Source extract

==*==

Author Archives: Lauren Hendry

About Lauren Hendry

I set up The Production Shed in 2013, to grow contemporary circus across the UK by working with companies making great work on a small scale. Previously, I trained at the National Centre For Circus Arts, and set up So & So Circus Theatre, with whom I created and toured shows for 6 years.

The show’s now up & running at the Tron, and is heading out on tour next week before settling into Summerhall at the Edinburgh Fringe from 14th August.

I’m thoroughly enjoying the mix of watching European Championships by day, and performing Tetra-Decathlon by night. Synchronised swimming is gloriously ridiculous and if it weren’t so flipping hard, could well have tempted me into a pool. Looking at the Russians, though, I dare say I wouldn’t be getting to the World Champs any time soon.

Photo: Mihaela Bodlovic

It’s show time in no time

The days are counting down, like the steady clap before jumping.

Tomorrow, Tetra-Decathlon previews at Macrobert Arts Centre in Stirling. Next week, it’ll premiere at the Tron in Glasgow, before heading out on tour.

==*==

Information shown

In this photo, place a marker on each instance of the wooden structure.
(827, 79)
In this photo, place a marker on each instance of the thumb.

==*==

Directions
1. In the circus blog excerpt, what year was The Production Shed set up?
2. Pick up the circus blog excerpt after its final sentence and keep writing.
The listing is separate from the circus blog excerpt.

Task-by-task answers
1. 2013.

2.
A little bit of me wants to believe that the reason I’m not in a state of abject terror is that competing in a tetradecathlon has prepared me for such occasions. But the truth of it is that I’m incredibly lucky to have such bloody brilliant people around me, and so I know it’s going to be a winner.

Deal.
Jenna Watt is directing the show. She wrote, directed and performed her solo show, and won a Fringe First Award. Oh, sorry. I mean she did all of those things…. twice.

Callum Smith (@Showroom) is a shit-hot producer. He jumped on board last year, and has made this all possible.

Ema Jayne Park is another brilliant maker who has been working with me to create the movement in the show.

Claire Halleran designed the show, and I’m really excited to be in the world she’s made for the show to live in. Giggy Argo is now making that world a reality. It’s looking so great and I’m sad that I can’t post pictures everywhere because it would spoil the fun.

Scott Twynholm is making sound for the show and that is SO VERY EXCITING! He’s also a marvellously calm person to have around and an excellent 4-square competitor to boot.

Jane Gilbey has been managing both the stage and me, and bringing cake and being great. She was the first person to bring a cup of tea and ask if I was ok when I was having a serious wobble a few weeks back, and she’s a rock solid woman who I’m glad is on my side.

And Kyle McAslan has made a really cool thing, which is kind of a secret but it’s a bit like this….

As ever I’ve had a ridiculous amount of support from this chump (now known as my “long suffering marathon-running boyfriend”- Daily Record). As if 600 days of making post-training dinner wasn’t enough, Arron’s been supporting me through every step of making the show too. I couldn’t have done the tetra or the show without him. Not one bit.

IMG_4903.jpg

I’m excited. I’m terrified.
I’m so bloody delighted.

Why?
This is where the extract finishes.